To do: Please copy out the stretch of the records below from the line containing "If you could mark the light" through the end of the records, reproducing each line word for word.

:: Supplied records

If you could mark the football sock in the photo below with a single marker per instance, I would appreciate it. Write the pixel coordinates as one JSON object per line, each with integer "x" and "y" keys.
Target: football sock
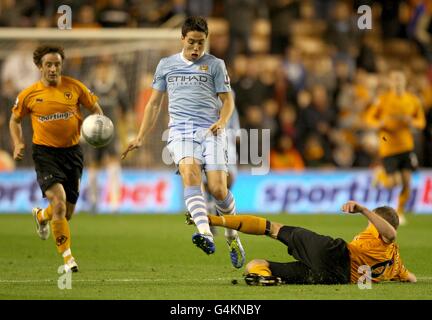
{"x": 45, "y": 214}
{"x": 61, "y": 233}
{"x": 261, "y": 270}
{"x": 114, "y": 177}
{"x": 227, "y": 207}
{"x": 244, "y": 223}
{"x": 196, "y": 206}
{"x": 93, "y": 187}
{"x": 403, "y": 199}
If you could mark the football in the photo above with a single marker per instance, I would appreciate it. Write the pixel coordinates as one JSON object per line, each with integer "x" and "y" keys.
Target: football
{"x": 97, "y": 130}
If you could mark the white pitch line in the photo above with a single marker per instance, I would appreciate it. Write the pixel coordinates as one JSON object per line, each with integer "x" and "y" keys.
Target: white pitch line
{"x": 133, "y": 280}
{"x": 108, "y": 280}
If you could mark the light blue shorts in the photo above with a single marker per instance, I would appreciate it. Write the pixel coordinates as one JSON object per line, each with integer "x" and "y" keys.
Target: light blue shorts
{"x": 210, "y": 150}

::::

Completed exercise:
If you could mark the light blue shorts in the photo above with a single marker per instance, I would appreciate it. Write the pixel coordinates as one JSON object per line, each with integer "x" and "y" keys.
Target: light blue shorts
{"x": 210, "y": 150}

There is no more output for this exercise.